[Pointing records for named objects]
--- begin ---

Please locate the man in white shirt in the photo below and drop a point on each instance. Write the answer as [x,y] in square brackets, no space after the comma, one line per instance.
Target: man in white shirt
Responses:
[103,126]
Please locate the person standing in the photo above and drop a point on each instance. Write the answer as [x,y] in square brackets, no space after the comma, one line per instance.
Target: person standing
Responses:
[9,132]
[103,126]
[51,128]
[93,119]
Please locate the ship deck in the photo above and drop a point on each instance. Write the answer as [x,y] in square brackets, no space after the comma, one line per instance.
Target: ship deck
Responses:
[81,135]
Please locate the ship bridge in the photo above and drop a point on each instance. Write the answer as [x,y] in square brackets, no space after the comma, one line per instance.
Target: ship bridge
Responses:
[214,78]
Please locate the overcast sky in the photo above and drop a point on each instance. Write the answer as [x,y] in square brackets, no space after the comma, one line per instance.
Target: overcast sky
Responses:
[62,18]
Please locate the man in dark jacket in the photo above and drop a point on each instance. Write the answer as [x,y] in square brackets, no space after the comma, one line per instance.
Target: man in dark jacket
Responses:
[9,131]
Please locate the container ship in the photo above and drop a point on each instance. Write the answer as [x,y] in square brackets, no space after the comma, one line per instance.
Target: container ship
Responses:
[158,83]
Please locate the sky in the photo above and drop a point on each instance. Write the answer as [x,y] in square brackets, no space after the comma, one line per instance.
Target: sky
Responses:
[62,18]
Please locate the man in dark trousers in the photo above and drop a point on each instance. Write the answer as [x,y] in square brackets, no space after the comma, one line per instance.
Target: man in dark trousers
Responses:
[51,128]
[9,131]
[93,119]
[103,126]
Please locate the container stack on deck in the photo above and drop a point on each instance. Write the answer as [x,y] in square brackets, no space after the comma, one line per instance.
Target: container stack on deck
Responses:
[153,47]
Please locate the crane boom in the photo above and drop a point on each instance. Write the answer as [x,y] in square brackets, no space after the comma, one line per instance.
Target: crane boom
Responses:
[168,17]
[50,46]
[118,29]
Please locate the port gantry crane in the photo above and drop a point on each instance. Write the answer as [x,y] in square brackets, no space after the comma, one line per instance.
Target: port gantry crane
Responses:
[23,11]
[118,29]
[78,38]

--- end ---

## REQUIRED TASK:
Copy every one of the lines above again, word for word, leaving nothing out.

## COMPLETE RESPONSE:
Please locate the man in white shirt in the photo below and drop a point on each instance. Write the answer as [x,y] in square brackets, no space after the comma, one line per instance.
Target: man in white shirt
Responses:
[103,126]
Please locate the person standing in the photo above and drop a point on each instance. Write the answer as [x,y] in square brackets, no space after the comma, one line per instance.
Target: person standing
Responses:
[9,132]
[103,126]
[51,128]
[93,119]
Please locate the ship deck in the photo above and drop a point on each instance. Write the answer as [x,y] in square brackets, no space after the comma, one line per instance.
Target: ship deck
Responses:
[81,135]
Please locate the ship bridge in the photo above and drop a point on each instance. Write the answer as [x,y] in square brackets, no space after the comma, one line per instance.
Target: ship bridge
Responses:
[214,78]
Please locate the overcast sky in the photo above and drop a point on each instance. Write the answer as [x,y] in square brackets, no space after the comma, one line per instance.
Target: overcast sky
Responses:
[62,18]
Please locate the man in dark jacket in the photo above and drop a point on each instance. Write the answer as [x,y] in square brackets, no space after the comma, one line per instance.
Target: man in dark jacket
Responses:
[9,131]
Please locate the container ship in the photo above and drop a point on each instance. Write the answer as [x,y] in square brackets, no space after the comma, one line per instance.
Target: container ship
Responses:
[158,83]
Please locate the sky in the photo above and drop a point on each instance. Write the answer as [x,y] in square brackets, no space after the comma, one line per instance.
Target: sky
Responses:
[62,18]
Please locate the man in dark trousers in the photo above and drop a point on each instance. Write the answer as [x,y] in square brackets, no space after the comma, one line per instance.
Target: man in dark trousers
Responses:
[51,128]
[9,131]
[93,119]
[103,126]
Please locate the container stack on deck in the photo above and drop a point on each instance. Write the answer as [x,y] in square brackets, no space after the comma, one line per instance.
Target: container stack on deck
Responses:
[153,47]
Please locate the crane boom in the photo above and drop a point on each instance. Write the answer as [x,y] in square brackets, no space after the comma, one line per instance.
Target: crane boom
Responses:
[168,17]
[50,46]
[118,29]
Please locate the port gantry crane in the photo above and drop a point on each instance. Write the answer as [x,y] in square brackets, no space after the comma, one line per instance.
Target: port gantry crane
Responses:
[23,11]
[118,29]
[78,38]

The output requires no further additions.